[Start Exercise data]

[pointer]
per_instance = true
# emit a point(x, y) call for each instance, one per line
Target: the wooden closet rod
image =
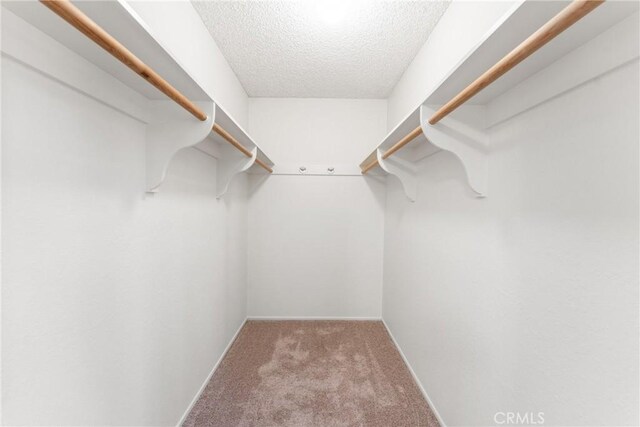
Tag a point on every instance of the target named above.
point(395, 147)
point(556, 25)
point(74, 16)
point(231, 140)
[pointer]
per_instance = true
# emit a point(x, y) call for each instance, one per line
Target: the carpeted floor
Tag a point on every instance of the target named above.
point(312, 373)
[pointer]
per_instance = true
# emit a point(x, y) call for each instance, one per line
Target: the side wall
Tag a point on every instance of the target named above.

[End Exercise data]

**Required task:** Replace "Tag" with "Mark" everywhere it appears in the rows above, and keep every other line the same. Leave the pictures out of your answer.

**Solved exercise:**
[pointer]
per_instance = true
# emit a point(x, y) call for each instance, one per line
Target: the wooden closet rod
image =
Mark a point on every instance of the target named above.
point(395, 147)
point(556, 25)
point(74, 16)
point(231, 140)
[pointer]
per_instance = true
# emit a point(x, y) call for each instance, one per line
Target: the carpeted floor
Mark a point on every instance of the target named above.
point(312, 373)
[pointer]
per_instance = true
# emit a point(x, y) call for each instance, one per line
Target: the side wall
Mark a point on every instance of the target named above.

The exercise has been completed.